● PROBLEM DESCRIPTION
Reproduce the material verbatim, from its first line through the line containing "positive clicks: (311, 160)", both ends included.

● SOURCE MATERIAL
::::::::::

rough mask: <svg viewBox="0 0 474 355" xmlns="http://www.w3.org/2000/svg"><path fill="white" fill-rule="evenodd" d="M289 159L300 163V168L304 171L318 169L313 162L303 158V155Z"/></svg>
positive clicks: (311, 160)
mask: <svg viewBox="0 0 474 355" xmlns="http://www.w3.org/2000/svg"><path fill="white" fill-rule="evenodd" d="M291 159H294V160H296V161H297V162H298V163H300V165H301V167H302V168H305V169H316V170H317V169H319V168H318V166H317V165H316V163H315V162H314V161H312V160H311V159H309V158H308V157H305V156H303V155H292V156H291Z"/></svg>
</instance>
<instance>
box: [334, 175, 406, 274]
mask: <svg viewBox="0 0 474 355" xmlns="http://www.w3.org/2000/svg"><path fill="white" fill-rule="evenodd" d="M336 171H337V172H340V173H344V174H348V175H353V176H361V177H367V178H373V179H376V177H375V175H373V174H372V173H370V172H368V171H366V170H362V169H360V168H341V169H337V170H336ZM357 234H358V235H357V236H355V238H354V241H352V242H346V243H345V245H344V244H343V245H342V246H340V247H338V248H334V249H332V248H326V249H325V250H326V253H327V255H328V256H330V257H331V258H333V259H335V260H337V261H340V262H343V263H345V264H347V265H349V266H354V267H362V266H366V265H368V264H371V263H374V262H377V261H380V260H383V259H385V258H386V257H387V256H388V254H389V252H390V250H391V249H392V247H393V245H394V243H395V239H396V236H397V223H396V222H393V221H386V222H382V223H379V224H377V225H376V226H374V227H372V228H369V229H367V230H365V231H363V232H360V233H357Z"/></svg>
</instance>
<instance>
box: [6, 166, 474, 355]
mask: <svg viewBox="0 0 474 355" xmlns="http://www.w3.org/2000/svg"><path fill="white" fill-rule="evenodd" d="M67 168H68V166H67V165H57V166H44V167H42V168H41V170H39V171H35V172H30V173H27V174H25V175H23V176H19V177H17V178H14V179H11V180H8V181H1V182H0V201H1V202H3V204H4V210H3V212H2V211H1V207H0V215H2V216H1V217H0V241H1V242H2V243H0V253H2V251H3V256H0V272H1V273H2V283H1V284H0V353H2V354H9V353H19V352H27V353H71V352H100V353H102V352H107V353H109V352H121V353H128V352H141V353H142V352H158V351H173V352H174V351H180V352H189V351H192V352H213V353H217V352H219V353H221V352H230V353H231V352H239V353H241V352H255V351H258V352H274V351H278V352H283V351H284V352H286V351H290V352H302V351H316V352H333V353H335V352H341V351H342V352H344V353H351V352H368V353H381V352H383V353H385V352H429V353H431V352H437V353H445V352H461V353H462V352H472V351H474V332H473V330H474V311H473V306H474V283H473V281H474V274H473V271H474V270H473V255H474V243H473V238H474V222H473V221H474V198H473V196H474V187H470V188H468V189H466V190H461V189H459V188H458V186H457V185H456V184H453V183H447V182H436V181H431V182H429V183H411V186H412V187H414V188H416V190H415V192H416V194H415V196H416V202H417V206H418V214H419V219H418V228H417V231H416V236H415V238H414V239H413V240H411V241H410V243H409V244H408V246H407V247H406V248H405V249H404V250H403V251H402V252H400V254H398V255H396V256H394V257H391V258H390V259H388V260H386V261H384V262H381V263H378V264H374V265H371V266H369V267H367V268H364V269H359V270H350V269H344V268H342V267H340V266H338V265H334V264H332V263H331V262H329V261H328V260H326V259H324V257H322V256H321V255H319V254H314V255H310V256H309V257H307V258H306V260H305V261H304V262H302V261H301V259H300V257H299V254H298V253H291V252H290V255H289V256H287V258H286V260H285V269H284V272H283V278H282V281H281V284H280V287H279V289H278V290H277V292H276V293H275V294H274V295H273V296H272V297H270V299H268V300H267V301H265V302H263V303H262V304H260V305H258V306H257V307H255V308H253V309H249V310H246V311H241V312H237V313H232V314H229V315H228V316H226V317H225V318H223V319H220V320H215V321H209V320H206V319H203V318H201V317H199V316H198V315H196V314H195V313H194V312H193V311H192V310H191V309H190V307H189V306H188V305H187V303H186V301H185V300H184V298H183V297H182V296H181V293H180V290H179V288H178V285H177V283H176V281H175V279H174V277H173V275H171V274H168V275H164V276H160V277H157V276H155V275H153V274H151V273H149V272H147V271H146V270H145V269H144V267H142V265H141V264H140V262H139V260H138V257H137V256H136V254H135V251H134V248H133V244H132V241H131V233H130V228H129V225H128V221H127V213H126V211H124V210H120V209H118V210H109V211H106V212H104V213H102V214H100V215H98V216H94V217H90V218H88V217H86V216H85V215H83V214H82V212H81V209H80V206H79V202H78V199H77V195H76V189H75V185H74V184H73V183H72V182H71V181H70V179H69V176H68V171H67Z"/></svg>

::::::::::

● WRITTEN ANSWER
rough mask: <svg viewBox="0 0 474 355" xmlns="http://www.w3.org/2000/svg"><path fill="white" fill-rule="evenodd" d="M289 159L300 163V168L304 171L318 169L313 162L303 158V155Z"/></svg>
positive clicks: (311, 160)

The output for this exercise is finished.